AIM OF THE EXERCISE
From the records below, please repeat exactly the line that has "of the shop", the line that has "of the wall-mounted", and every line between them, and nothing else.

EXTRACTED MATERIAL
------------------------------------------------------------

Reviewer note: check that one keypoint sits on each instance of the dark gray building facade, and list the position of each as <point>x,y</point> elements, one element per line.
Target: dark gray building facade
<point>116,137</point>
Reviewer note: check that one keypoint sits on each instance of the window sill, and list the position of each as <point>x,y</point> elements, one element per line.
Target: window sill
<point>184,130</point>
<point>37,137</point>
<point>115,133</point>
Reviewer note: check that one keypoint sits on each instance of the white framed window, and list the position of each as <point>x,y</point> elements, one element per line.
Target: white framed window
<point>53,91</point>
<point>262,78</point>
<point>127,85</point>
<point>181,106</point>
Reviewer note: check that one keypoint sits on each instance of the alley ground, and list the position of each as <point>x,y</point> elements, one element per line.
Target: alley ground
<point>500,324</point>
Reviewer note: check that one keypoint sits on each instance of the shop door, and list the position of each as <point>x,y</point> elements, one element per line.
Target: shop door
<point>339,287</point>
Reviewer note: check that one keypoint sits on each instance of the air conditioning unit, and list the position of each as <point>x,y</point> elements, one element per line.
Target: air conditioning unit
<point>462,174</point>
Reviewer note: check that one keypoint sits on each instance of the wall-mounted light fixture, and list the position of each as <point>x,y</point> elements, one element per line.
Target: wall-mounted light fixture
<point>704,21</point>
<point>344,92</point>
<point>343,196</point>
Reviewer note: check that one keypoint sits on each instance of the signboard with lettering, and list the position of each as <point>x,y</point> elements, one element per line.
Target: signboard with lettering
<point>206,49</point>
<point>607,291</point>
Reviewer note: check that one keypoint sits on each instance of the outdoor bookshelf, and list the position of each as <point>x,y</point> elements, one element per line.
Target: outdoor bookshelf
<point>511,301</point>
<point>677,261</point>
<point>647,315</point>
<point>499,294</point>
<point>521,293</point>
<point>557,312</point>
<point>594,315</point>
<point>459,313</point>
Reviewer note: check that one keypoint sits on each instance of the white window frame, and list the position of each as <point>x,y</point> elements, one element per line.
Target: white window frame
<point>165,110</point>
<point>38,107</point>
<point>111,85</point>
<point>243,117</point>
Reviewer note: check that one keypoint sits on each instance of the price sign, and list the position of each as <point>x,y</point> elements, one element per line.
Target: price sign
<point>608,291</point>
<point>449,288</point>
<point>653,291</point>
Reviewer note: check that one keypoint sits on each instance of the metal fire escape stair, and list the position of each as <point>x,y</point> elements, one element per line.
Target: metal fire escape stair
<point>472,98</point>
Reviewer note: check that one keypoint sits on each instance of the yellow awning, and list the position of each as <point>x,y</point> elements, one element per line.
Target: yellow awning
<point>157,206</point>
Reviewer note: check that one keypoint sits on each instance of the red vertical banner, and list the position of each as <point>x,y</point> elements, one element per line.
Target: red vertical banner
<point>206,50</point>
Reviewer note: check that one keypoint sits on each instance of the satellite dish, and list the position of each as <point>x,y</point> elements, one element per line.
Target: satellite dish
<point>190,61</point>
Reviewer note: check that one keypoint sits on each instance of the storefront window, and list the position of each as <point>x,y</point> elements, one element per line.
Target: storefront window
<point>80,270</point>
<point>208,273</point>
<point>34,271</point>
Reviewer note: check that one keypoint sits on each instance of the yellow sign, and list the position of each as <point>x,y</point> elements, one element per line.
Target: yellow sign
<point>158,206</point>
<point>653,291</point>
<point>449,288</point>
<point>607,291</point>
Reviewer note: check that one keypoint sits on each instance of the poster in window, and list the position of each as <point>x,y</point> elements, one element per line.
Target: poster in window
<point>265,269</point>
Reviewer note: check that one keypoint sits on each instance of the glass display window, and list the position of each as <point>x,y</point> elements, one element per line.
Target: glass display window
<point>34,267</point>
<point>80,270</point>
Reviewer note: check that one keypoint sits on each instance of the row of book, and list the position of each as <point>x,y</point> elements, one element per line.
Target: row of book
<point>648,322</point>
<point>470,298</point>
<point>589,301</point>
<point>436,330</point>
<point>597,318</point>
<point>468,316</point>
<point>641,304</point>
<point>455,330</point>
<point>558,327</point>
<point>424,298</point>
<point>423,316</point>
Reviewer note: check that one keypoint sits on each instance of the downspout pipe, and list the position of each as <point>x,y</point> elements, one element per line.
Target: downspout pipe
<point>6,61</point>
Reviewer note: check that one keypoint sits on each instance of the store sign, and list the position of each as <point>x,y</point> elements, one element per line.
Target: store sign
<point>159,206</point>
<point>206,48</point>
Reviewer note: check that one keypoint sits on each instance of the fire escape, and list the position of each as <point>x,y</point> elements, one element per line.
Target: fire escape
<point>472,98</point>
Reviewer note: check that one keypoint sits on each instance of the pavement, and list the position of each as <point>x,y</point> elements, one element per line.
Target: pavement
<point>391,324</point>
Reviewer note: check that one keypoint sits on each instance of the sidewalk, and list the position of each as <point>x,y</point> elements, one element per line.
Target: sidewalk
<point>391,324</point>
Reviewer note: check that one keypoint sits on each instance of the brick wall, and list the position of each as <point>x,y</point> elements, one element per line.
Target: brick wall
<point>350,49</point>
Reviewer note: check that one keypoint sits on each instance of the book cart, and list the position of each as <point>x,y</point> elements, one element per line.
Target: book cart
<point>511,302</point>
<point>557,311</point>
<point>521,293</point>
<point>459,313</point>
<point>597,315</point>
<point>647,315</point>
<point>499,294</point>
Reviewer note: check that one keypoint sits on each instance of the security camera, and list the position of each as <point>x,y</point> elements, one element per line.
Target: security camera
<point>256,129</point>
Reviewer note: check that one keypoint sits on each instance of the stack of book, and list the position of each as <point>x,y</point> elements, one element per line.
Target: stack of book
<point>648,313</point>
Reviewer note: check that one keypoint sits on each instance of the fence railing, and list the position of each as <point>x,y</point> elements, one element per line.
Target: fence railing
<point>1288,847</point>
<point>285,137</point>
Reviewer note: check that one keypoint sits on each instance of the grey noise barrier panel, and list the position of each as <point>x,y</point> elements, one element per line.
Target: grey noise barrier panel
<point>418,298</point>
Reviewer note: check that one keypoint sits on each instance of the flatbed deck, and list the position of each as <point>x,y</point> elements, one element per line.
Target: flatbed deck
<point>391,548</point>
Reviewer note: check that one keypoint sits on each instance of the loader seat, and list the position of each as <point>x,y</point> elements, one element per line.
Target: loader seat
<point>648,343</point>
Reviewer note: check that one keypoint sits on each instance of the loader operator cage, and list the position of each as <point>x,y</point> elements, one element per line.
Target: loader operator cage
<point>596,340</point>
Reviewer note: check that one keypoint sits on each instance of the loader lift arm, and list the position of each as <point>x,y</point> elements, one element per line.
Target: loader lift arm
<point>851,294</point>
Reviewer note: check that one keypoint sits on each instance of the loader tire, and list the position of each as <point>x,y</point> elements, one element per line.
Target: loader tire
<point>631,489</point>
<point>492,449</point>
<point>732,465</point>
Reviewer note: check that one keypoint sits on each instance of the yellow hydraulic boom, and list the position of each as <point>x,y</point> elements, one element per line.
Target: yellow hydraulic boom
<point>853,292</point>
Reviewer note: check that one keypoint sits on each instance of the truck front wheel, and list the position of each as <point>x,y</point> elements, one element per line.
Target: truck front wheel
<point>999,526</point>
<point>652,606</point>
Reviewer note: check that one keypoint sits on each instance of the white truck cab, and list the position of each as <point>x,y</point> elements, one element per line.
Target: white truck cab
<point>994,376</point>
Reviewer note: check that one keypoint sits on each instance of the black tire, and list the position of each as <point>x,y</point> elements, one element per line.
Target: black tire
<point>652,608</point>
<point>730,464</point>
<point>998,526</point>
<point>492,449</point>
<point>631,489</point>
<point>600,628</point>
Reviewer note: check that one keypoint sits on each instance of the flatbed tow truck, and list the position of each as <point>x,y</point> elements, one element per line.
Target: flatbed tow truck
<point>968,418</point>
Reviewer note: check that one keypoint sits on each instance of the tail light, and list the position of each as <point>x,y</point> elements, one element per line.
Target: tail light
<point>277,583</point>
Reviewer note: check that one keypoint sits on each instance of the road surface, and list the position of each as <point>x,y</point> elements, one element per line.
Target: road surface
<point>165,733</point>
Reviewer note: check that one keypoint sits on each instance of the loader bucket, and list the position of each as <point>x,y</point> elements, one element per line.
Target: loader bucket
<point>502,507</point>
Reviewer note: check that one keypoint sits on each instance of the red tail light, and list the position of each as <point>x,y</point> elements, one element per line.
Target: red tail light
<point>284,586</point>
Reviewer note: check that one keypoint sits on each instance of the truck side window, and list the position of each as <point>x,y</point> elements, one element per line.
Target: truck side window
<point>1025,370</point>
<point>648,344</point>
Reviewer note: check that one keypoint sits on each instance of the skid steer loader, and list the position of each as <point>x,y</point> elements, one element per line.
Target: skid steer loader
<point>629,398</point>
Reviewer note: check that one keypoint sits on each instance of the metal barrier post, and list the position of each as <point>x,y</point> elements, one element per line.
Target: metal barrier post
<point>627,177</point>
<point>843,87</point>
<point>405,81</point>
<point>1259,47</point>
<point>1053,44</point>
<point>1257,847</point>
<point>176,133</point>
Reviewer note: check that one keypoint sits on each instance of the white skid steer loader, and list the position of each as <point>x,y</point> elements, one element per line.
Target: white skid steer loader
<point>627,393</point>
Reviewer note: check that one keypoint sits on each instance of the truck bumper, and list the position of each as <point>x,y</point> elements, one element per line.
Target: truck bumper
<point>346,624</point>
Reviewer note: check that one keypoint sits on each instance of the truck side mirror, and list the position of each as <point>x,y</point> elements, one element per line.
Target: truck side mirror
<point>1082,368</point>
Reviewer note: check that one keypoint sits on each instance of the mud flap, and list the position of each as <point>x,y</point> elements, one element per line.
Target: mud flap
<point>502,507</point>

------------------------------------------------------------

SOLVED PROBLEM
Reviewer note: check that one keypoint sits on each instance of the shop door, and list the position of each as <point>x,y</point> elements, one element per line.
Target: shop door
<point>339,287</point>
Reviewer note: check that one keypoint sits on each instance of the air conditioning unit, and list the position of each as <point>x,y</point> elements, one element per line.
Target: air conditioning unit
<point>462,174</point>
Reviewer note: check that one keypoint sits on each instance of the wall-mounted light fixture, and list the position of each as <point>x,y</point> elements, one element per line.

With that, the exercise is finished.